What to do: Nothing in the records may be changed; retype them in full.

Entries taken from a collection:
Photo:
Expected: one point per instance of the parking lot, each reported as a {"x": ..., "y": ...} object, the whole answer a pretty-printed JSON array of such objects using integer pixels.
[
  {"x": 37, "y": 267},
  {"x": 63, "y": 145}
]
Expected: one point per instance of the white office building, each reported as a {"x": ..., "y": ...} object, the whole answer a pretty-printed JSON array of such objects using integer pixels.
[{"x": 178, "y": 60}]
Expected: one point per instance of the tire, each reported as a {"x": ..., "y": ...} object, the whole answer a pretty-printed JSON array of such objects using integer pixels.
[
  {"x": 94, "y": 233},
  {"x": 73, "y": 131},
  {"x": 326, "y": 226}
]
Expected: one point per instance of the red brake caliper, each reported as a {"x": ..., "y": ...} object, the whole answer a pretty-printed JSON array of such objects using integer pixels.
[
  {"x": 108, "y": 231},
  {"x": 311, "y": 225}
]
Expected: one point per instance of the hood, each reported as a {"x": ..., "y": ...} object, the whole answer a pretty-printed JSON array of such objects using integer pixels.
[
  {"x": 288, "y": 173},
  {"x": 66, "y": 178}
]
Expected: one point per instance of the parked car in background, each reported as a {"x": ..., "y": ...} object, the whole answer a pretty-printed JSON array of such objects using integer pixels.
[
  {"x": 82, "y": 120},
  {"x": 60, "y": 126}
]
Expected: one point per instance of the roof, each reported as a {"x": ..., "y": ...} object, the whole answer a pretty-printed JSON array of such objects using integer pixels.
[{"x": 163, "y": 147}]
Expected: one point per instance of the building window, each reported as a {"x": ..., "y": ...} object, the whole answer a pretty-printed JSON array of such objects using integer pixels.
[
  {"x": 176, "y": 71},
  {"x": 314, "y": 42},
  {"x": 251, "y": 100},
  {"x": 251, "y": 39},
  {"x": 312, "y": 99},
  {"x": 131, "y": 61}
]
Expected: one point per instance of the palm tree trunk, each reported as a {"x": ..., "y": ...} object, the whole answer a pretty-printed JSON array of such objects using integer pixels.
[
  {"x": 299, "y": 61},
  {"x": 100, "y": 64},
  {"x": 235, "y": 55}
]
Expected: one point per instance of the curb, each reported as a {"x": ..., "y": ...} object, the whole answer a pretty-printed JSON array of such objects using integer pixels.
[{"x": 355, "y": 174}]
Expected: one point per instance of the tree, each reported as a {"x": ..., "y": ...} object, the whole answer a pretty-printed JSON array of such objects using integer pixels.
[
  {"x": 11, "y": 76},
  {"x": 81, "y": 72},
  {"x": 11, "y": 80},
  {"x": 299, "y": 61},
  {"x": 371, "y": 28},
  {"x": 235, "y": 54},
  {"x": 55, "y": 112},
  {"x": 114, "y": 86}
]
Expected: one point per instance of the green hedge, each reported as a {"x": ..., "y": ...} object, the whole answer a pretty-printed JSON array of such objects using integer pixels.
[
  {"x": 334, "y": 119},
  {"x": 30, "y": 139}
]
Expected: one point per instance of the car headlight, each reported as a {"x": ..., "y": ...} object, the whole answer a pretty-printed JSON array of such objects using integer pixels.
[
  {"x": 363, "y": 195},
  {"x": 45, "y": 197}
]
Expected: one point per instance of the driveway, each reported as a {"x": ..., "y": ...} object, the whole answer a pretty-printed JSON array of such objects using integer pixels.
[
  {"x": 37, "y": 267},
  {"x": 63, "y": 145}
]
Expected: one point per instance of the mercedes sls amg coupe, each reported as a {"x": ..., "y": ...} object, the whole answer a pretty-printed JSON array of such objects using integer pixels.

Solved problem:
Photo:
Expected: one point per instance of the parking lot, each reported as a {"x": ..., "y": ...} object, the whole answer a pretty-printed JSON array of such objects using integer pixels.
[
  {"x": 37, "y": 267},
  {"x": 63, "y": 145}
]
Expected: one point per instance of the white office building, each reported as a {"x": ..., "y": ...} object, the whole answer a pretty-printed JSON array of such objects using integer pixels.
[{"x": 178, "y": 60}]
Expected: one point per instance of the tire, each reported as a {"x": ..., "y": ...} object, the whole answer a pretty-printed JSON array of such objects using integer pixels.
[
  {"x": 94, "y": 233},
  {"x": 73, "y": 131},
  {"x": 326, "y": 226}
]
Expected: one point per instance of the red brake caliper, each reported as a {"x": ..., "y": ...} object, the whole answer a pretty-printed JSON array of such objects using integer pixels.
[
  {"x": 108, "y": 231},
  {"x": 311, "y": 225}
]
Expected: one point per instance of the hood, each reported as a {"x": ..., "y": ...} object, the whole answer a pretty-printed JSON array of such objects using integer pixels.
[
  {"x": 288, "y": 173},
  {"x": 66, "y": 178}
]
Expected: one point per instance of the parked car in background, each reported as a {"x": ..., "y": ...} object, the whole answer a pretty-printed JSON array of such objects using integer pixels.
[
  {"x": 82, "y": 120},
  {"x": 60, "y": 126}
]
Expected: one point per instance of the roof, each reported as a {"x": ..., "y": ...} object, the whole answer a pretty-printed JSON array of such objects using integer pixels.
[{"x": 163, "y": 147}]
Expected: one point per instance of the building window, each reported as a {"x": ..., "y": ...} object, the whole answer a pretty-printed JSON array of such objects using integer pixels.
[
  {"x": 176, "y": 71},
  {"x": 314, "y": 42},
  {"x": 251, "y": 100},
  {"x": 251, "y": 39},
  {"x": 312, "y": 99},
  {"x": 131, "y": 61}
]
Expected: one point per instance of the palm tree trunk, each reported as a {"x": ..., "y": ...} object, the whole answer a pretty-printed JSON array of such objects using integer pixels.
[
  {"x": 299, "y": 61},
  {"x": 100, "y": 64},
  {"x": 235, "y": 55}
]
Expected: one point per instance of the curb, each reported as a {"x": ..., "y": ...} object, the whole answer a pretty-printed JSON array of such objects using integer pixels.
[{"x": 355, "y": 174}]
Expected: one point per instance of the tree, each reported as a {"x": ..., "y": ...} object, the whole answer a pretty-printed JSON array of such objects using integer pixels.
[
  {"x": 11, "y": 76},
  {"x": 81, "y": 72},
  {"x": 11, "y": 80},
  {"x": 299, "y": 61},
  {"x": 371, "y": 28},
  {"x": 235, "y": 54},
  {"x": 55, "y": 112},
  {"x": 114, "y": 86}
]
Expected: one point per instance of the green hedge, each reported as a {"x": ..., "y": ...} object, the whole answer a pretty-printed JSON array of such objects using integer pixels.
[
  {"x": 334, "y": 119},
  {"x": 30, "y": 139}
]
Expected: one point per instance of the car headlight, each reported as a {"x": ..., "y": ...} object, the whole answer a pretty-printed JSON array of such objects using integer pixels.
[
  {"x": 363, "y": 195},
  {"x": 45, "y": 197}
]
Expected: one point per instance of the driveway, each reported as a {"x": ..., "y": ...} object, the whole answer a pretty-printed JSON array of such objects using integer pixels.
[
  {"x": 37, "y": 267},
  {"x": 63, "y": 145}
]
Expected: one point per instance of the mercedes sls amg coupe, each reported as a {"x": ..., "y": ...} object, the whole answer a pretty-printed JSON array of such objects using integer pixels.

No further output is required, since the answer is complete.